[Start EXERCISE INPUT]
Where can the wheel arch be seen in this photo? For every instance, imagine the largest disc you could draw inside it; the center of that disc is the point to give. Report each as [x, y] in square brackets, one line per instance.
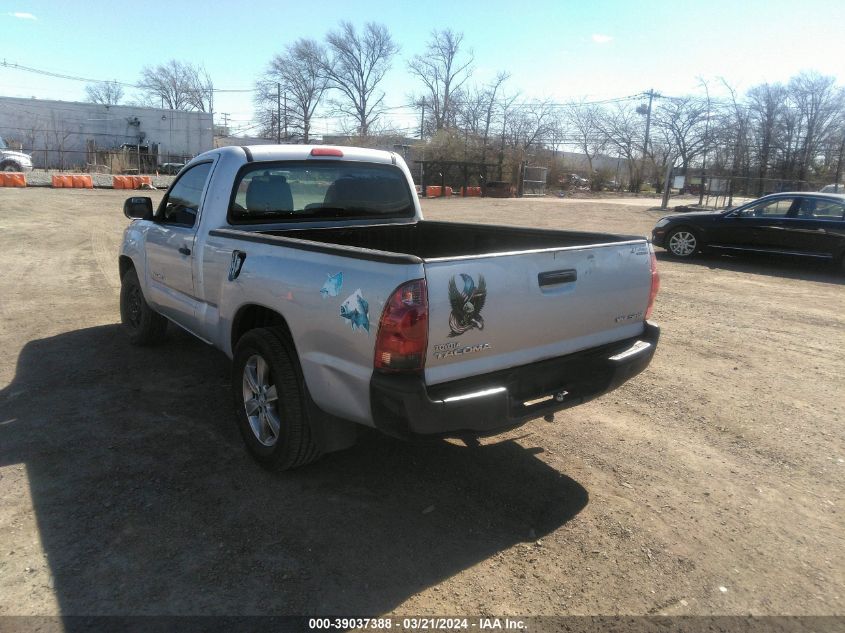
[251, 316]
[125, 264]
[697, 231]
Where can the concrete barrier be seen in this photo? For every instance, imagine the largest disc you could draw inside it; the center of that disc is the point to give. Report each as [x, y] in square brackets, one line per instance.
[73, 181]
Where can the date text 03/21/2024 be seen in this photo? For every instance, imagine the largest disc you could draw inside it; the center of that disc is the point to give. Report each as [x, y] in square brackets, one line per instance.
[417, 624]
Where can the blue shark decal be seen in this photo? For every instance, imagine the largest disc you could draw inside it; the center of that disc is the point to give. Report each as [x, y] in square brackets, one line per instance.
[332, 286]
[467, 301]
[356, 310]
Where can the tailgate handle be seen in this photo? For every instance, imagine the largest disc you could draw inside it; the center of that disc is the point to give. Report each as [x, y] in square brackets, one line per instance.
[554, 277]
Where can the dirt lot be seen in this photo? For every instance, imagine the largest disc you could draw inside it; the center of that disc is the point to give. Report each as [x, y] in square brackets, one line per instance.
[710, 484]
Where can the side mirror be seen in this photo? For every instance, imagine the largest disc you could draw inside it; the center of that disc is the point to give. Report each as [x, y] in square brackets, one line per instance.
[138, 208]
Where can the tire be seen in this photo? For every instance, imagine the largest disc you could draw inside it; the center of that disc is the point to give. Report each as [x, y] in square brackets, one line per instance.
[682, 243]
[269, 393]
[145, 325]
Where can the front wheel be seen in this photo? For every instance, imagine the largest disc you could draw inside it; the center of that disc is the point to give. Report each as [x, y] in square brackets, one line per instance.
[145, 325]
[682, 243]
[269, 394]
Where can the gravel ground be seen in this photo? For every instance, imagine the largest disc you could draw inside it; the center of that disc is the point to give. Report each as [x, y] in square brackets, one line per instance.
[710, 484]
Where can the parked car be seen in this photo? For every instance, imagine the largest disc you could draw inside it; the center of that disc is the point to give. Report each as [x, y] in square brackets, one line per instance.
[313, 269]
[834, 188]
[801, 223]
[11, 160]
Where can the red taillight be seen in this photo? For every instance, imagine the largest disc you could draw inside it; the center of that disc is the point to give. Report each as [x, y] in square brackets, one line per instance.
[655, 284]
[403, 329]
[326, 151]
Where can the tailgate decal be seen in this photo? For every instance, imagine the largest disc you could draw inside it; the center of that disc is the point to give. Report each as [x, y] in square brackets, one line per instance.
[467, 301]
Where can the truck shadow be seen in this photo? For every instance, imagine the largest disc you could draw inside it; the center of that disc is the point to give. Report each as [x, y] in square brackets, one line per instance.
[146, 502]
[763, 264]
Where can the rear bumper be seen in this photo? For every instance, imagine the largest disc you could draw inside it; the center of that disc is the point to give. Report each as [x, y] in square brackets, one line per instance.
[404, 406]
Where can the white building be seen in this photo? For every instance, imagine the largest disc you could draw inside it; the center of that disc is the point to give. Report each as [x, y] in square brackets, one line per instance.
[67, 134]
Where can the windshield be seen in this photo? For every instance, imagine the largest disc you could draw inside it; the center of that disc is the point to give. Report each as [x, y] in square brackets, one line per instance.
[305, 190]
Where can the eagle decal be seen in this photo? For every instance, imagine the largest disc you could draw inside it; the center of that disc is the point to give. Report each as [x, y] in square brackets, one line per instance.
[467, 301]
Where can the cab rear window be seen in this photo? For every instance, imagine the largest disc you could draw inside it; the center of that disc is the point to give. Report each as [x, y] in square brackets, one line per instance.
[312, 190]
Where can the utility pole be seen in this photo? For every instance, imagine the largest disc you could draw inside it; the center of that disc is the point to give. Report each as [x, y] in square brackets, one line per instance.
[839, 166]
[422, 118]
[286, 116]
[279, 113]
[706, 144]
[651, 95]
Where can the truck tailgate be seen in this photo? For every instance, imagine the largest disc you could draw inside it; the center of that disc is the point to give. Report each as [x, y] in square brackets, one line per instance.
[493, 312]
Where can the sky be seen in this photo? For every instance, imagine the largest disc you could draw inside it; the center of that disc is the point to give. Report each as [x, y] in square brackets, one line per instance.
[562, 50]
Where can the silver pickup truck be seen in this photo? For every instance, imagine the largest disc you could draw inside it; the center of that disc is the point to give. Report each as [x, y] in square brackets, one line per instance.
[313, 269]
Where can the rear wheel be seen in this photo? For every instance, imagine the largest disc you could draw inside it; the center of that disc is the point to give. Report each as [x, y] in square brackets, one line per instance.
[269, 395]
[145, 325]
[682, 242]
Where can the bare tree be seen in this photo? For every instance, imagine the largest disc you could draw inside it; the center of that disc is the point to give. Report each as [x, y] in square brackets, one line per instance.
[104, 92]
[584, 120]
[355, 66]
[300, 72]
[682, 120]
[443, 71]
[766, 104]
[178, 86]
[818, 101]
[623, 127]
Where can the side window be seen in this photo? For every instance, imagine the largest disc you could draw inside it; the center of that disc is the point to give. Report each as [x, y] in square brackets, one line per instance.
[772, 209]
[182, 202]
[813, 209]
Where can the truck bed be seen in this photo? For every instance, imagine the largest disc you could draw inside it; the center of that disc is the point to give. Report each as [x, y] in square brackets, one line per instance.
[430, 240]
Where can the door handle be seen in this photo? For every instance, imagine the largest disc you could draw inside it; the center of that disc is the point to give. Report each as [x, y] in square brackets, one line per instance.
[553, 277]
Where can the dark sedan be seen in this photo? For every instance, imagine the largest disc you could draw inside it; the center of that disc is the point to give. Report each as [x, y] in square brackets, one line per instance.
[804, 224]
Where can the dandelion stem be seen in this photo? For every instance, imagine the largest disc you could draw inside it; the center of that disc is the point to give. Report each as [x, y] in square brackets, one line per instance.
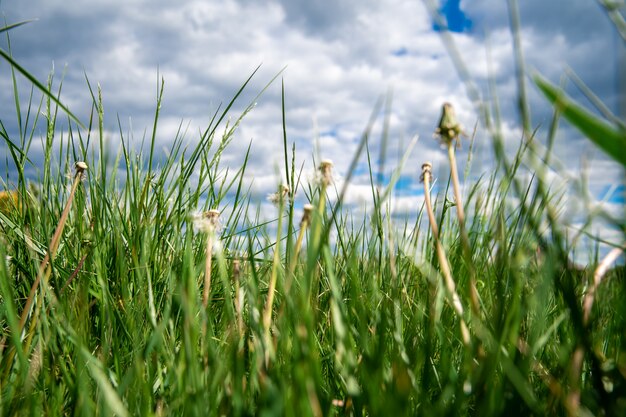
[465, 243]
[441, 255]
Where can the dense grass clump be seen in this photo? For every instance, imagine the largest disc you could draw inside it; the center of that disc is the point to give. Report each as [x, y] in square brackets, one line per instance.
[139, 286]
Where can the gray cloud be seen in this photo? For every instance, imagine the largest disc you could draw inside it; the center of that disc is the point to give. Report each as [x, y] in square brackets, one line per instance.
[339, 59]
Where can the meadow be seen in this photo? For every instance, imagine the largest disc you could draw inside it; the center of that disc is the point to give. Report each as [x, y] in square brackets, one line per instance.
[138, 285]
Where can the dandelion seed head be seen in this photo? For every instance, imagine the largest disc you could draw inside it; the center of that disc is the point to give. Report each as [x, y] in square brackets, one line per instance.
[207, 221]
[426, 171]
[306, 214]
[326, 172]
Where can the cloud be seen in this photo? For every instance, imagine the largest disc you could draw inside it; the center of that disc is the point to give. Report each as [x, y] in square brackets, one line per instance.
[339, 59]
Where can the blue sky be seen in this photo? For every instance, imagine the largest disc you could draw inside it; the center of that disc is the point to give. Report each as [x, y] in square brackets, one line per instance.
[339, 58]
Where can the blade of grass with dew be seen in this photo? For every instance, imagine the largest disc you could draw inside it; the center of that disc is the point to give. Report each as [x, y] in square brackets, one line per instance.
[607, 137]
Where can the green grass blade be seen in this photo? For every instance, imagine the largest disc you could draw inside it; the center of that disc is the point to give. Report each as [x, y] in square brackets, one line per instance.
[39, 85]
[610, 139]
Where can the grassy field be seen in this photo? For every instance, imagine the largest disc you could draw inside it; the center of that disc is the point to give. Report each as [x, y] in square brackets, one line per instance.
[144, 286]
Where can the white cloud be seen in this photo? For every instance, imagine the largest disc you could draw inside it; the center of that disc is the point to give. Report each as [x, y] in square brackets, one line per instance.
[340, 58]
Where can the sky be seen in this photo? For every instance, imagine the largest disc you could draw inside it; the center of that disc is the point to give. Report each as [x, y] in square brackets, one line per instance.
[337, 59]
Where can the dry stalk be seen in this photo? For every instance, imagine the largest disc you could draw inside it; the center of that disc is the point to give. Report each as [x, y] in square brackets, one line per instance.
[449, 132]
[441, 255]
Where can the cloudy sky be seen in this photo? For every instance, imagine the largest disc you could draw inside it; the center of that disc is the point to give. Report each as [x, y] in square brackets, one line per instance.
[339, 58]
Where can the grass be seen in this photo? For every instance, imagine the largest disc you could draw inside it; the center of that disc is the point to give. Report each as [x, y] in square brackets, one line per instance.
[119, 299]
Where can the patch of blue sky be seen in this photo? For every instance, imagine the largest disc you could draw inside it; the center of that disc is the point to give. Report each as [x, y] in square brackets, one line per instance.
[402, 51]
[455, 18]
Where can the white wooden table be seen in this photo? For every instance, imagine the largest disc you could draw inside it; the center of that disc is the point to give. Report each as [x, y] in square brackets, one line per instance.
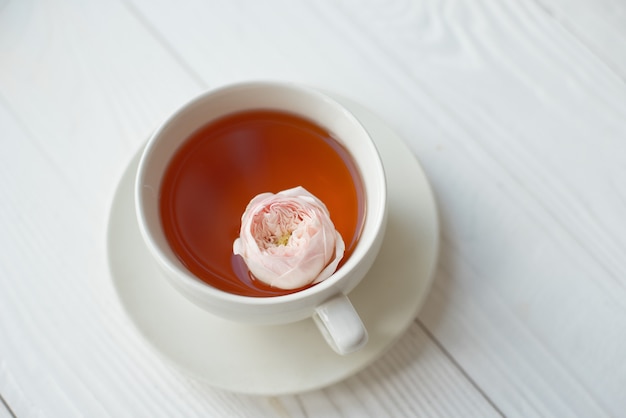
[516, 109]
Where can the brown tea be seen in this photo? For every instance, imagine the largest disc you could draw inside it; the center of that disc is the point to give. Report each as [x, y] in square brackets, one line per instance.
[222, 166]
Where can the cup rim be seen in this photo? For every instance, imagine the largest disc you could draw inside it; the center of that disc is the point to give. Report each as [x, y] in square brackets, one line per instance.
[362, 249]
[End EXERCISE INPUT]
[Start EXERCISE INPUT]
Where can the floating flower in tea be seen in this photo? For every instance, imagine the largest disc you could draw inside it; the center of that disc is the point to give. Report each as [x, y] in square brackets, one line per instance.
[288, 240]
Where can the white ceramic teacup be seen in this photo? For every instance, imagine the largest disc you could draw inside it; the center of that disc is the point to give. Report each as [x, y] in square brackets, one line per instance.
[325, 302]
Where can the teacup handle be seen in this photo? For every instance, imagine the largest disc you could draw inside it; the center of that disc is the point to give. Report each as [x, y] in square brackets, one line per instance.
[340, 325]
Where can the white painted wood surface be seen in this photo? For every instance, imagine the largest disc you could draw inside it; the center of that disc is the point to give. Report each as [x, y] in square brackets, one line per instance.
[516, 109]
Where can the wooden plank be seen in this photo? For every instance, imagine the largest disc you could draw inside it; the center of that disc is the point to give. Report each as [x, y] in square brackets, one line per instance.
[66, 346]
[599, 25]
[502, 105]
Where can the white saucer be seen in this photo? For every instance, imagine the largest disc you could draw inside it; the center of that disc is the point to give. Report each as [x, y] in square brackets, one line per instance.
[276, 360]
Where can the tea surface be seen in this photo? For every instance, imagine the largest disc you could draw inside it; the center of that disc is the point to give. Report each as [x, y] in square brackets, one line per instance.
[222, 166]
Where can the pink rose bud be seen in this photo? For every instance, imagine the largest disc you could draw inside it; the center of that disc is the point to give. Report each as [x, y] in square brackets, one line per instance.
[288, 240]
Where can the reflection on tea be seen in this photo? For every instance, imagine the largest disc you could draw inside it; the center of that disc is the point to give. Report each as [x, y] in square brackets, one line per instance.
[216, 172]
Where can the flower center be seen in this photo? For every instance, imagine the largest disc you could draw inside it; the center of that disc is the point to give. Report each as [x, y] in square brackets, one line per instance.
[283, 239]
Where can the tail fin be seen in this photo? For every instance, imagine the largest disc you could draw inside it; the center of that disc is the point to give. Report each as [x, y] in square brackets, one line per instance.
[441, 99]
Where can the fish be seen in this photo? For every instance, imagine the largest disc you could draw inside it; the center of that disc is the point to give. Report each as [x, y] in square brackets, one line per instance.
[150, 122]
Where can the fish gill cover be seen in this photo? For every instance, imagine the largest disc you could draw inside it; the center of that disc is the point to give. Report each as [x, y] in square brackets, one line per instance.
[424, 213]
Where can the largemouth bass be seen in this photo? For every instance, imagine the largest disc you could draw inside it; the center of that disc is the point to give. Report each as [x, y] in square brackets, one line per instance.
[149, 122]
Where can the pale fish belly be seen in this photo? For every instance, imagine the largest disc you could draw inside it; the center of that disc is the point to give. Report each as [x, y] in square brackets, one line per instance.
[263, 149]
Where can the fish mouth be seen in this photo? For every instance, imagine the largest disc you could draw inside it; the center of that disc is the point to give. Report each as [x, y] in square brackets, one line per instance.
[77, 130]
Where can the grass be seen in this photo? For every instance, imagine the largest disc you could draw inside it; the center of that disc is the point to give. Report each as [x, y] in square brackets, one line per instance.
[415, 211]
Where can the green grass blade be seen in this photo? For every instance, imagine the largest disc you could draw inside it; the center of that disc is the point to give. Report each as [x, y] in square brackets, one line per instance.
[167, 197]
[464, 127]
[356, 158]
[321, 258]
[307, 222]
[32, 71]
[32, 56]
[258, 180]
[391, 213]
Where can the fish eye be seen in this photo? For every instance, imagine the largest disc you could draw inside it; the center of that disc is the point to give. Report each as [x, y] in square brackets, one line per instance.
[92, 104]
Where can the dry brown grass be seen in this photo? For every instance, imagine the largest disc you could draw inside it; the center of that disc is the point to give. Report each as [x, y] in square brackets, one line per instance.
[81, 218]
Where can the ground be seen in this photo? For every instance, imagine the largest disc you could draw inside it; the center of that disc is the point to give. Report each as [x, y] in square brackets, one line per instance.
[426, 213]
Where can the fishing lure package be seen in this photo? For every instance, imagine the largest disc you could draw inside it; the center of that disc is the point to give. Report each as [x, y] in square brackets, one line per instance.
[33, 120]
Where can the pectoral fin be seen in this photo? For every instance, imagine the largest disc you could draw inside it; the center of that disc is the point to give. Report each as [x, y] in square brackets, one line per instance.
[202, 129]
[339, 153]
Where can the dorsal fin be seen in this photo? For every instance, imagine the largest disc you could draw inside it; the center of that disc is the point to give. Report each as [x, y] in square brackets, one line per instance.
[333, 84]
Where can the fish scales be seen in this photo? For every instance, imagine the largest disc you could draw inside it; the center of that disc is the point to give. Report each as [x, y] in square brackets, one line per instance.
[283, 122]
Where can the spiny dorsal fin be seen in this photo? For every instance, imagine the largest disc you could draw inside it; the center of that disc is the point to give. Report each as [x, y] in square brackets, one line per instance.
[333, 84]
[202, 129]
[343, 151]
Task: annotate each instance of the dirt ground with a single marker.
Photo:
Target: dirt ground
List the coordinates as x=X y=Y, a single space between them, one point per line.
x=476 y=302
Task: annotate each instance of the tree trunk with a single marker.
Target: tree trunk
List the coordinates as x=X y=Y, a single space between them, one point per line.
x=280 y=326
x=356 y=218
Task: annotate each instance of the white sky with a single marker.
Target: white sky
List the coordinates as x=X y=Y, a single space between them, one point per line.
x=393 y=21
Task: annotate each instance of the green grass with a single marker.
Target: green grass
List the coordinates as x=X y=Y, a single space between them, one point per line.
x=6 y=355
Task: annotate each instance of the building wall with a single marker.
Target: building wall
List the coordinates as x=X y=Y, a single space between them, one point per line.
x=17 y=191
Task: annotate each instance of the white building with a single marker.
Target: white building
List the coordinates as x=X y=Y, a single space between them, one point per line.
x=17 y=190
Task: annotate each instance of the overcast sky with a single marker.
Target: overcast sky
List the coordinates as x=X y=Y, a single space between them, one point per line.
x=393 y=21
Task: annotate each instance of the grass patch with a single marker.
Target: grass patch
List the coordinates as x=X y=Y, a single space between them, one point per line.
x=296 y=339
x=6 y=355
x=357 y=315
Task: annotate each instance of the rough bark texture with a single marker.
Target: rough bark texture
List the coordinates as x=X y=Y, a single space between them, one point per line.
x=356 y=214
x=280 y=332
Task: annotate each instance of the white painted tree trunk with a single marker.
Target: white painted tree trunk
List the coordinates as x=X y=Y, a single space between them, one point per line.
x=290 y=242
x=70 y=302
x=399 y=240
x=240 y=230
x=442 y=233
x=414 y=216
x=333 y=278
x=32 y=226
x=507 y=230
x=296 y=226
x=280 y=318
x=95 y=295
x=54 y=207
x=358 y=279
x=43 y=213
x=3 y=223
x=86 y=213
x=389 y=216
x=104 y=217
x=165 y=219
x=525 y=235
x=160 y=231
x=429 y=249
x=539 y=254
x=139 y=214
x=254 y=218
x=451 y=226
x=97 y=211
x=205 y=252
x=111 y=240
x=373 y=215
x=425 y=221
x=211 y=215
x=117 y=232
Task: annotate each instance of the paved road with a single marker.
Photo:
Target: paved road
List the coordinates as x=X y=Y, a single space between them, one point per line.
[End EXERCISE INPUT]
**PROBLEM DETAILS**
Identify each line in the records above that contains the string "trunk", and copy every such line in full. Treat the match as case-sensitive.

**TASK RESPONSE**
Task: annotate each instance of the tree trunk with a single marker.
Target: tree trunk
Task: annotate each instance of the white painted tree trunk with a single marker.
Target: white painted tree trunk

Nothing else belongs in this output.